- **STATED GOAL 1**
Copy the Mac OS X Disaster Relief review text from "Ted Landau with" to "worried some more." word for word.

- **DOCUMENT PASSAGE**
--- Start ---

Mac OS X Disaster Relief
Book Review

Mac OS X Disaster Relief
Troubleshooting techniques to help fix it yourself

Ted Landau with Dan Frakes
Peachpit Press
ISBN 0-321-16847-X
684 pages
US 34.99 CA $54.99

I usually have a tall stack of books in the MyMac.com review pipeline, and new additions are added to the bottom of the pile. Sometimes it takes titles a while to surface, but when Ted Landau’s Mac OS X Disaster Relief arrived, it went promptly to the head of the pile.

When I began reading the actual troubleshooting sections, I began to worry.

“Did I make a mistake upgrading to Mac OS X?”

When I was half finished with the troubleshooting sections, I worried some more.

“Maybe I made a mistake owning a Macintosh.”

By the time I finished the book, I was really worried.

“Maybe I should just get rid of all my computers!”

--- End ---

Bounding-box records
--- Start ---

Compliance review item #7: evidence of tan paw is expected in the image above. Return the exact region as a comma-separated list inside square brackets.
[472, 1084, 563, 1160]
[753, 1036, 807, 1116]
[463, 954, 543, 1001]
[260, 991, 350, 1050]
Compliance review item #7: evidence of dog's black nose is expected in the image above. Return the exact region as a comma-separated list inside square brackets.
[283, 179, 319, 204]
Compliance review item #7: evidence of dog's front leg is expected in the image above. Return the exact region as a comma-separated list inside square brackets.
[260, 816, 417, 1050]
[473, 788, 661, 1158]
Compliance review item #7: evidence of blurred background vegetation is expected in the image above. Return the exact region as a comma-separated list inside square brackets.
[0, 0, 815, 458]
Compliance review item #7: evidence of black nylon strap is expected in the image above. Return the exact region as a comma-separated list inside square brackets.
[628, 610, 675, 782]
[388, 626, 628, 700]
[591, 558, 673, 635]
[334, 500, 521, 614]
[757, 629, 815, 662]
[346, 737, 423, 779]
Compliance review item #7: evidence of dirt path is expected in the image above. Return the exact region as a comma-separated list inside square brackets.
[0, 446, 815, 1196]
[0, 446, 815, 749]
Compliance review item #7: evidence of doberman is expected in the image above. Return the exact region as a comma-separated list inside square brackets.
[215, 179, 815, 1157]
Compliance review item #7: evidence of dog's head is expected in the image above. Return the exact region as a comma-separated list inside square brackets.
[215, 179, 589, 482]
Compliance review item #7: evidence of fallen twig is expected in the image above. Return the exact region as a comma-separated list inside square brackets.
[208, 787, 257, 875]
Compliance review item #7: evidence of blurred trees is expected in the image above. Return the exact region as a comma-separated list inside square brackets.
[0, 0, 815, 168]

--- End ---

- **STATED GOAL 2**
Format the bounding-box rows from the line with "Compliance review item #7: evidence of dog's front" to the line with "[0, 446, 815, 749]" as a two-column CSV headed label_text and box. Each row gets one line, with its text and its answer in single quoted fields and line breaks replaced by spaces.

- **FINISHED ANSWER 1**
Ted Landau with Dan Frakes
Peachpit Press
ISBN 0-321-16847-X
684 pages
US 34.99 CA $54.99

I usually have a tall stack of books in the MyMac.com review pipeline, and new additions are added to the bottom of the pile. Sometimes it takes titles a while to surface, but when Ted Landau’s Mac OS X Disaster Relief arrived, it went promptly to the head of the pile.

When I began reading the actual troubleshooting sections, I began to worry.

“Did I make a mistake upgrading to Mac OS X?”

When I was half finished with the troubleshooting sections, I worried some more.

- **FINISHED ANSWER 2**
label_text,box
"Compliance review item #7: evidence of dog's front leg is expected in the image above. Return the exact region as a comma-separated list inside square brackets.","[260, 816, 417, 1050] [473, 788, 661, 1158]"
"Compliance review item #7: evidence of blurred background vegetation is expected in the image above. Return the exact region as a comma-separated list inside square brackets.","[0, 0, 815, 458]"
"Compliance review item #7: evidence of black nylon strap is expected in the image above. Return the exact region as a comma-separated list inside square brackets.","[628, 610, 675, 782] [388, 626, 628, 700] [591, 558, 673, 635] [334, 500, 521, 614] [757, 629, 815, 662] [346, 737, 423, 779]"
"Compliance review item #7: evidence of dirt path is expected in the image above. Return the exact region as a comma-separated list inside square brackets.","[0, 446, 815, 1196] [0, 446, 815, 749]"